GIVEN TEXT ->
====

Best band line-up and end to playing on the grass

by | 6 Feb 2013 | Regatta 2013 | 0 comments

Waitangi, 2013

Mahurangi Style: Since 2004, the prize-giving dance has transformed the all-too blokey an insular after-match party into an inclusive, family-friendly gathering that does justice to a century and a half tradition of regatta hospitality, and to the lovingly restored elegant yachts that have forever graced the Mahurangi, such as the Waitangi, pictured racing this year. photographer Lyn Bergquist

The big band was back with sweet vengeance. Following a two-year hiatus initiated by an ex-tropical cyclone and prolonged, in 2012, by mediocre weather combined with a lack of funding, the Prohibition Big Band line-up on Saturday night was strongest, tightest and most energetic ever, to the delight of regatta regulars and newcomers alike.

When Wilma’s trajectory caused cancellation of the band and marquee the Wednesday before the 2011 regatta date, there were no subsequent complaints from yachting fraternity—the weather had been far too vile for any but the most intransigent of skippers to set sail on the Friday. Only the handful that had sailed into the harbour earlier was there to lament the lack of the usual regatta evening prize-giving dance.

====

PROBLEM SET ->
1. Answer these questions using the regatta article.
(a) Since what year has the prize-giving dance been held?
(b) What is the name of the big band that played on Saturday night?
(c) On which day was the band and marquee canceled before the 2011 regatta date?
2. Repeat everything in the regatta article from "The big band" down to "evening prize-giving dance.".
3. Pick up the regatta article after its last sentence and write what comes next.

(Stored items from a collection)

====

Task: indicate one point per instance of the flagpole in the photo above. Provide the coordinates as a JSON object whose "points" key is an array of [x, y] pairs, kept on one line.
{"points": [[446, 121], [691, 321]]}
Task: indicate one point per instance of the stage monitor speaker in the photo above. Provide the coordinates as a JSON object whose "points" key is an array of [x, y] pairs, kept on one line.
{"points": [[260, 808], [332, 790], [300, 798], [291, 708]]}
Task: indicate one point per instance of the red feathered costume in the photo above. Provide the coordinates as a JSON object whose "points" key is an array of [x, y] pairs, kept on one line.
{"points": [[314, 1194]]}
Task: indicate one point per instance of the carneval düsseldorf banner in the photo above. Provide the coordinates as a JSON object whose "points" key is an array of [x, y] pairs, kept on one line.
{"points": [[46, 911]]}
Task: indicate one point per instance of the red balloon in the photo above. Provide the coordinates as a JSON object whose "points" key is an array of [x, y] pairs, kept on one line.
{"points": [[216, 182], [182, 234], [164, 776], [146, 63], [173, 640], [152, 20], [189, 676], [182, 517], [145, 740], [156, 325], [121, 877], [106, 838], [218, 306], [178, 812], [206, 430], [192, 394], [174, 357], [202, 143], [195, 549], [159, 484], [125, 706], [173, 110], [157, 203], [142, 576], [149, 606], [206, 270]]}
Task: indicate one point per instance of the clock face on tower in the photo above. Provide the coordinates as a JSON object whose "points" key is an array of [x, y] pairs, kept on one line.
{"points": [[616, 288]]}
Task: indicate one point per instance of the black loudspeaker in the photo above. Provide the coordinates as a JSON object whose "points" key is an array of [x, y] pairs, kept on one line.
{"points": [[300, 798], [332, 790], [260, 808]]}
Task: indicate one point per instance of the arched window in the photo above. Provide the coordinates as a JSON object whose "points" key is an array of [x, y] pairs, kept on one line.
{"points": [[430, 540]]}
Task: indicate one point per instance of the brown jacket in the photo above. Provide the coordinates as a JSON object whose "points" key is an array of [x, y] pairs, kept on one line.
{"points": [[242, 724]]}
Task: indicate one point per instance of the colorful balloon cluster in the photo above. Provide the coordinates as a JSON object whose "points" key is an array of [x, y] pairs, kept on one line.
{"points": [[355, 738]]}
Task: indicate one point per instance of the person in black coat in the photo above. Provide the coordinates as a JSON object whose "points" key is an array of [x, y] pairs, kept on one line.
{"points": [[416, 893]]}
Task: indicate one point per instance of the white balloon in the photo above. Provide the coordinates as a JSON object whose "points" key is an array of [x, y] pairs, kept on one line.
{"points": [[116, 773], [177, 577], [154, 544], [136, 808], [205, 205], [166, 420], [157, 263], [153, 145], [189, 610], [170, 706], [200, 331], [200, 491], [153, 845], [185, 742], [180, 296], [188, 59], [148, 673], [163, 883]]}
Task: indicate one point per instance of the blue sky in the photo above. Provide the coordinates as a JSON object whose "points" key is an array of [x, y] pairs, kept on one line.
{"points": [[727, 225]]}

====

EXERCISE RESULTS ->
1.
(a) 2004
(b) The Prohibition Big Band
(c) The Wednesday before the 2011 regatta date

2.
The big band was back with sweet vengeance. Following a two-year hiatus initiated by an ex-tropical cyclone and prolonged, in 2012, by mediocre weather combined with a lack of funding, the Prohibition Big Band line-up on Saturday night was strongest, tightest and most energetic ever, to the delight of regatta regulars and newcomers alike.

When Wilma’s trajectory caused cancellation of the band and marquee the Wednesday before the 2011 regatta date, there were no subsequent complaints from yachting fraternity—the weather had been far too vile for any but the most intransigent of skippers to set sail on the Friday. Only the handful that had sailed into the harbour earlier was there to lament the lack of the usual regatta evening prize-giving dance.

3.
The Prohibition Big Band first played for the Mahurangi Regatta in 2004, meaning that Saturday’s sublime performance marked the end of a decade of faithful service, delivered figuratively for song. On occasions, when the event’s finances has been particularly parlous, band leader Trevor Thwaites has offered to accept ‘just what you can spare.’ This year, thanks to Rodney Local Board funding, skimping on hired items such as the number of toilets, and staging for the band, was not a temptation. Nor was it an option, given the conditions accompanying the grant. Further, because the prize-giving dance is now on a bring-your-own basis, instead of having responsibility for feeding five hundred or more hungry sailors, Sarah Ransom was able to concentrate her culinary creativity exclusively on the band. Whether the gourmet burgers the likes of which Sarah hitherto had only been able to dream of serving up contributed to the bands best ever performance can never be known. But judging by the comments of the individual musicians, the over-the-top burgers and fruit bowl and drinks of every hue—alcoholic and non-alcoholic, vegetarian and venison—certainly set the band up a treat.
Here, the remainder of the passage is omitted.